Record excerpts:
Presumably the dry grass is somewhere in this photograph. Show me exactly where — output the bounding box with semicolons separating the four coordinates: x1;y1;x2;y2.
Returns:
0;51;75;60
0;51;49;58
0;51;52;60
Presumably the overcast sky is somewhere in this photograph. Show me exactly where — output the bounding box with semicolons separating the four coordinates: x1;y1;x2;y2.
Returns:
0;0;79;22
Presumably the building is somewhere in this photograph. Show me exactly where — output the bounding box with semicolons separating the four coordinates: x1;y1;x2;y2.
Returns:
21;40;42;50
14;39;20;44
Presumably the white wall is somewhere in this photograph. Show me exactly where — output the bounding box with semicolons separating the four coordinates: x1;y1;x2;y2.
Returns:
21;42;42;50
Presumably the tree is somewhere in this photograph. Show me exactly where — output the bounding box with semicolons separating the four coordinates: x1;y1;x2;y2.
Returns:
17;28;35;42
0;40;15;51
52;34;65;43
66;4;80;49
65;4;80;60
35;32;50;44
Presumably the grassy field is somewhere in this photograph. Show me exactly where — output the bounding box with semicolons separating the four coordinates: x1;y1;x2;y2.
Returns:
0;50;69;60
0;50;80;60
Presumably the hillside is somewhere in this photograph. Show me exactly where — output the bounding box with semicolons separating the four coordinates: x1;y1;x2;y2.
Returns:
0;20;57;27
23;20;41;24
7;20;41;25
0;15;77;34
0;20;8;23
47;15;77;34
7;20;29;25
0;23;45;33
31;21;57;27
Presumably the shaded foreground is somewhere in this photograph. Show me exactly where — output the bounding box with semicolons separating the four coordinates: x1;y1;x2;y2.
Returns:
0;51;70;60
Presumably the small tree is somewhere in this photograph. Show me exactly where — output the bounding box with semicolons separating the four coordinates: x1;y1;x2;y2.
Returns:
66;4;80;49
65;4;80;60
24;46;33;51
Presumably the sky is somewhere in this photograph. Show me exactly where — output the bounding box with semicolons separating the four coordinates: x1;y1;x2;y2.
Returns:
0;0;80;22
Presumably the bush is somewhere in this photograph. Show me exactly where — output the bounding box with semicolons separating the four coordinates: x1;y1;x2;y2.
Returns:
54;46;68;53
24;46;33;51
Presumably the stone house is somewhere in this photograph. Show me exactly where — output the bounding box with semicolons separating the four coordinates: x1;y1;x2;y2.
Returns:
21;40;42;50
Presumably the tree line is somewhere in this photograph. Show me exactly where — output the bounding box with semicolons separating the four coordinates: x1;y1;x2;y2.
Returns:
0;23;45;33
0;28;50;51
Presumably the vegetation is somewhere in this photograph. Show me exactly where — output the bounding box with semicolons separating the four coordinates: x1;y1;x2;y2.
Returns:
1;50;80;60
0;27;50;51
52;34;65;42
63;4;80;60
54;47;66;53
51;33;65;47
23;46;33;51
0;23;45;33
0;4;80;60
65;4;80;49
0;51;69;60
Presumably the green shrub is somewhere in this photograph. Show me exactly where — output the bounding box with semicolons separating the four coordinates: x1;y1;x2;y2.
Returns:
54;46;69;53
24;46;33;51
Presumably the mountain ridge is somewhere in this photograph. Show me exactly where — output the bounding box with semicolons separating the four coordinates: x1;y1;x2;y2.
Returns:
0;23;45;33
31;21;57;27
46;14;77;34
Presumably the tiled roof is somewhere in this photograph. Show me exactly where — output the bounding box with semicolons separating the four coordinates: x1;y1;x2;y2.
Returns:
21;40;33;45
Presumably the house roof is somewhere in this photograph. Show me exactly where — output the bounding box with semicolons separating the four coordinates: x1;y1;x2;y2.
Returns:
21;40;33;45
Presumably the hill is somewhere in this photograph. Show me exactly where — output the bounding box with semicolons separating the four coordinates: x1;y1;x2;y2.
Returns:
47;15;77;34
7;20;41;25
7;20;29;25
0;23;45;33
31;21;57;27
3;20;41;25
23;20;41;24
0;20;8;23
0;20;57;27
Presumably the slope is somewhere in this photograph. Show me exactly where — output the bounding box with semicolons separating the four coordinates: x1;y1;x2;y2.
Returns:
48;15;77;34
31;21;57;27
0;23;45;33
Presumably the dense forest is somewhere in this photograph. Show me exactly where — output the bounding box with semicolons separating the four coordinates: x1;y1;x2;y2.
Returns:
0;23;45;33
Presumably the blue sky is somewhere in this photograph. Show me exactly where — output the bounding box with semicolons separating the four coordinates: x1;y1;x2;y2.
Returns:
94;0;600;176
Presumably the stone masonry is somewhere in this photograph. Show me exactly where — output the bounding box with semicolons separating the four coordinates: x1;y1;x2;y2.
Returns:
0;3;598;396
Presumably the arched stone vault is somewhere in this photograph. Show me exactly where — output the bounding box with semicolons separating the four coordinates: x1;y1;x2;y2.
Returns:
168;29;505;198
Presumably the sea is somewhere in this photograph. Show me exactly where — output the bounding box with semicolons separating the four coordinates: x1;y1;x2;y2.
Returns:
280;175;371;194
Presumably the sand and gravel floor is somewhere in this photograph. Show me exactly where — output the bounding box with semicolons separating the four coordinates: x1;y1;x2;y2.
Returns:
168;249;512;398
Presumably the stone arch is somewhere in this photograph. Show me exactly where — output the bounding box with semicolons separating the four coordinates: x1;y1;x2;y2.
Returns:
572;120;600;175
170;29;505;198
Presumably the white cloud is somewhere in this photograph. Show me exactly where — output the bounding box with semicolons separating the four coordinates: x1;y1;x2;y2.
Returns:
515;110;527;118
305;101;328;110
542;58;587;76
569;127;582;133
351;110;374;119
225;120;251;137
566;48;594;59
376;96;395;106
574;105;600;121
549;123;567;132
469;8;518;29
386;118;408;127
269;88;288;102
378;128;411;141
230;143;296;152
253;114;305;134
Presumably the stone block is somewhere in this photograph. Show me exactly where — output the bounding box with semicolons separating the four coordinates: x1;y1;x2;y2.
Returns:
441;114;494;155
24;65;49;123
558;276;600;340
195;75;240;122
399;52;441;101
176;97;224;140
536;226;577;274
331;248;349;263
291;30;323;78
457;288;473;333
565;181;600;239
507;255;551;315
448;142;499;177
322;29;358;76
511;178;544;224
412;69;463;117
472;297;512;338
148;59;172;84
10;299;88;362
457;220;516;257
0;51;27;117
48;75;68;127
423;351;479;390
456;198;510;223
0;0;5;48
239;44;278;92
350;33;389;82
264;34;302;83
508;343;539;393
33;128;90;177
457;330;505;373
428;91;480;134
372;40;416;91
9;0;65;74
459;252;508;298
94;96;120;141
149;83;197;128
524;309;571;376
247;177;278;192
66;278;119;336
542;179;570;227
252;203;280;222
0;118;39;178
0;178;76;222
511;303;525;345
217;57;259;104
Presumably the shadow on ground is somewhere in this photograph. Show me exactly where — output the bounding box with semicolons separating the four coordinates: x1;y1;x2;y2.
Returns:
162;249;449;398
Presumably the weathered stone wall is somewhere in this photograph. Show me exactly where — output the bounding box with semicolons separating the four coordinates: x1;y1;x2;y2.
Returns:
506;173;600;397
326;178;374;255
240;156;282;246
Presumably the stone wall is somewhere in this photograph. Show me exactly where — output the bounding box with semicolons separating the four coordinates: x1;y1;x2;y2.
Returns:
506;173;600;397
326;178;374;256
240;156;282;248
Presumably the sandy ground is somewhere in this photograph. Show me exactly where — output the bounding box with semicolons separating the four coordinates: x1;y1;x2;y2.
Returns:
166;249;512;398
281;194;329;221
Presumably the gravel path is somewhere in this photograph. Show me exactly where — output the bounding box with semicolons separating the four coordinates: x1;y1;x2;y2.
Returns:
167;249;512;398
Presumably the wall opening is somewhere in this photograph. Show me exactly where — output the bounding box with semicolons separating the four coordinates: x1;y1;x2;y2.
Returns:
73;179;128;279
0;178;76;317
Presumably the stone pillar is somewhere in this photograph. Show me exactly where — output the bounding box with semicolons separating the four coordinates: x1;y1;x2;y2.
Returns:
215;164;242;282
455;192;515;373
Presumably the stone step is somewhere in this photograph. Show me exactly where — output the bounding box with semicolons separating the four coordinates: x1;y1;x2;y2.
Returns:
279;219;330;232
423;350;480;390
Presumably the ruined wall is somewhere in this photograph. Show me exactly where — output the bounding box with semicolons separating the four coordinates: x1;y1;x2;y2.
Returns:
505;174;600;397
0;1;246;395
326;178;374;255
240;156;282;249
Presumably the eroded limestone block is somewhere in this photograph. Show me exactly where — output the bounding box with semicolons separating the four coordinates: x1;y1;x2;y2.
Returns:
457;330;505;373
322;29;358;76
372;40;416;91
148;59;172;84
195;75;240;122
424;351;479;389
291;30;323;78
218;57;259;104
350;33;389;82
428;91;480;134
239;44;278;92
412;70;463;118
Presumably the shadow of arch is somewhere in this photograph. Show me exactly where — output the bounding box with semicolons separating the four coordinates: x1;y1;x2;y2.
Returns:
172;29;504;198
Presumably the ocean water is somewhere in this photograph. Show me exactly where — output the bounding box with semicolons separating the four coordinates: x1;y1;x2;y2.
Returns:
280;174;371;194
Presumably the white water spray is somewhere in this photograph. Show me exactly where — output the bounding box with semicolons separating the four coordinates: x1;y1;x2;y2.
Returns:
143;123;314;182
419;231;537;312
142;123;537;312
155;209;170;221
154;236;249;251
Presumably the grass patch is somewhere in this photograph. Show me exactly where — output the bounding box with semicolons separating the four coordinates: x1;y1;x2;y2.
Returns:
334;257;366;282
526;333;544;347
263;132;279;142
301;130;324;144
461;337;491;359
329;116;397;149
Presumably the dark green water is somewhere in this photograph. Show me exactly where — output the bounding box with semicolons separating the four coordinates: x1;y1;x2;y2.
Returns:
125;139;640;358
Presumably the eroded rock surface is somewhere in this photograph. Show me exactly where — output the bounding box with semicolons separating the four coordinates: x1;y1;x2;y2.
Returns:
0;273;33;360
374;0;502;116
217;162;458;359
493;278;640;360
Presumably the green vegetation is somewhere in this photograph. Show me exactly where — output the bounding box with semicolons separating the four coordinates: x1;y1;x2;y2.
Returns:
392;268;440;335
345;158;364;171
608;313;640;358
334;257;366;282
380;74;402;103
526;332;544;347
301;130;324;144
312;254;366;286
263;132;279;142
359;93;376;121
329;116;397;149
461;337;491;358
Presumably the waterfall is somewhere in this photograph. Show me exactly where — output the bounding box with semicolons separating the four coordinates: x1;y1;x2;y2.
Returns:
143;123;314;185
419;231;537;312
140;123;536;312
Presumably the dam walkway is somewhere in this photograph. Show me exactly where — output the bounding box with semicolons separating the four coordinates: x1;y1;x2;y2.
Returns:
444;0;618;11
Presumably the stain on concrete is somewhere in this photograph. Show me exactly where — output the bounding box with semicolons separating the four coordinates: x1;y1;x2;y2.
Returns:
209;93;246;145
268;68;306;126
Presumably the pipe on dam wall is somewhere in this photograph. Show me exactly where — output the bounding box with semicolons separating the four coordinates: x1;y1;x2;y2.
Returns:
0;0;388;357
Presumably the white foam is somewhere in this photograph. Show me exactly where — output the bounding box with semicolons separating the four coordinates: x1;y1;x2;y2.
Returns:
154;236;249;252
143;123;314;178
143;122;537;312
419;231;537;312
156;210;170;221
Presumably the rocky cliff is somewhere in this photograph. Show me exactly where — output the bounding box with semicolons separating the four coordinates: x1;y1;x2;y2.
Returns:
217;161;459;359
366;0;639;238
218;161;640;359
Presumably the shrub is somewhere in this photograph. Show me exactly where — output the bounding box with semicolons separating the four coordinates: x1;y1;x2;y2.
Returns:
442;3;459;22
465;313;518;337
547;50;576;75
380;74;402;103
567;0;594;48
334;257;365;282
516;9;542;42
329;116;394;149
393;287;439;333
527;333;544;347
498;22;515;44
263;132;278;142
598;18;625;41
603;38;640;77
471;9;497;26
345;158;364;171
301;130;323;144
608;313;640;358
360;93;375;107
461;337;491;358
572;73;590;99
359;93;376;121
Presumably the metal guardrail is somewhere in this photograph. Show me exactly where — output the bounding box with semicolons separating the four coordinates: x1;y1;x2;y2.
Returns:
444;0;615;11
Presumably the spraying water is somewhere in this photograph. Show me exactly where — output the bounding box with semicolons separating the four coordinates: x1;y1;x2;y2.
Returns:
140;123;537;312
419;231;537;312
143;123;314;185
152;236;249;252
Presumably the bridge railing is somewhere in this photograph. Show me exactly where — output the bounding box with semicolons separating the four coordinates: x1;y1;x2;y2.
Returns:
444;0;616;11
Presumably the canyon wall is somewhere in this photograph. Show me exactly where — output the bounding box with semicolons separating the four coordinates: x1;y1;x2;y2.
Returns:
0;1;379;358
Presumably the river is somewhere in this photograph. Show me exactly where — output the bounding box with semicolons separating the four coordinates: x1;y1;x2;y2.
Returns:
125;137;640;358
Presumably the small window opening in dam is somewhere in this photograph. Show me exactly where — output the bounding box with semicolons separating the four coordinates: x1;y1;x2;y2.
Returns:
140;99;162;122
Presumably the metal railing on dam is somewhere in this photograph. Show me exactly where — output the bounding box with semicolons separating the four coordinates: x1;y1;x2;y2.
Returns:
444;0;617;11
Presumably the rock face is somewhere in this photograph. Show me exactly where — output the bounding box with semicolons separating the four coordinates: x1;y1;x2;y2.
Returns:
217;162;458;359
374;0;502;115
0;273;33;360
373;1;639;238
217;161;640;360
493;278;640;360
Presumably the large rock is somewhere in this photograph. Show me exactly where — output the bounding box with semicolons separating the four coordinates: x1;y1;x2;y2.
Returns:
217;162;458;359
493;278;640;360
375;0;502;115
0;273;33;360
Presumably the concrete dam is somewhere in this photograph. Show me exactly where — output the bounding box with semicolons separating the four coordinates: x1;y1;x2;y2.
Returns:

Work request:
From the entries above, copy each line that holds "shadow".

Task solution:
Presumably the shadow on ground is somewhere in this photograph. Show me exactly where — output the bounding box with semicolons separating the four coordinates: x1;y1;x2;y2.
Presumably the shadow of arch is somewhere in this photograph. Show me exactly where — output the bounding box with semicolons separating the four coordinates: x1;y1;x2;y2.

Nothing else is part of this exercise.